__PROVIDED TEXT__:

Figure 15.6
Convergence of real output for different values of the accelerator.
15.3 The Theory of Discretionary Monetary and Fiscal Policy
The potential for monetary and fiscal policy to achieve full employment is
clear in Keynesian models. The question that arises relates to the appropriate
use of monetary and fiscal policy. This question was first posed in the
important contribution of Tinbergen [1952], who distinguished between
targets and instruments of (macro) economic policy. Tinbergen argued that
as long as the policy authorities had as many independent policy instruments
as they had policy targets, they would be able to fully achieve their targets by
using one policy instrument for each target. If they had fewer instruments than
targets, then they would not be able to achieve all their targets
simultaneously. Moreover, if the policy authorities had access to an
econometrically estimated model, they could calculate, with relative
precision, the appropriate response of policy instruments to stochastic shocks
that shift the economy away from the targets of the authorities.

[A run of records]
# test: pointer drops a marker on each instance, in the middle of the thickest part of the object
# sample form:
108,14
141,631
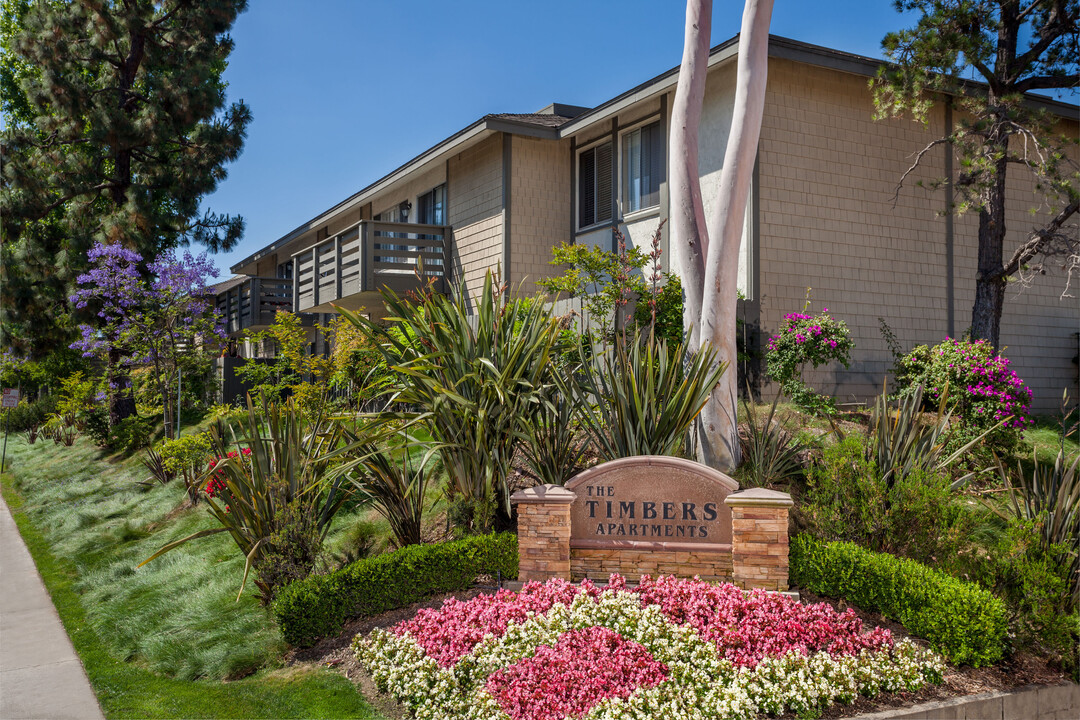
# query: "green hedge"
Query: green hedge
960,620
320,606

__EXERCISE TASK 1__:
Answer these questions from the passage on discretionary monetary and fiscal policy:
(a) Whose contribution first posed the question of how to use monetary and fiscal policy, and in what year?
(b) What happens if the policy authorities have fewer instruments than targets?
(c) With an econometrically estimated model, what could the authorities calculate with relative precision?
__EXERCISE TASK 2__:
Translate this sentence from the passage on discretionary monetary and fiscal policy into Spanish: "The question that arises relates to the appropriate use of monetary and fiscal policy."
__EXERCISE TASK 3__:
Carry on the passage on discretionary monetary and fiscal policy from its last sentence.

__FINAL RESULT 1__:
(a) Tinbergen, in 1952.
(b) They would not be able to achieve all their targets simultaneously.
(c) The appropriate response of policy instruments to stochastic shocks that shift the economy away from the authorities' targets.

__FINAL RESULT 2__:
La cuestión que surge se refiere al uso apropiado de la política monetaria y fiscal.

__FINAL RESULT 3__:
Tinbergen’s ideas were further developed by Theil in a series of
contributions (Theil [1954, 1956, 1964]). Theil analyzed how to optimally
adjust policy instruments to calculate policy responses, and these ideas
gradually became operational through the development of large-scale
Keynesian macroeconometric models, which were used for both forecasting
and policy evaluation.
The policies that are decided in this way are often referred to as
discretionary policies, as opposed to rules-based policies, according to
which the path of policy instruments is not determined at the discretion of
governments but on the basis of restrictive policy rules.
In effect, Keynesian models and the Tinbergen-Theil theory of economic
policy tilted macroeconomic policy in the direction of discretion rather than
rules.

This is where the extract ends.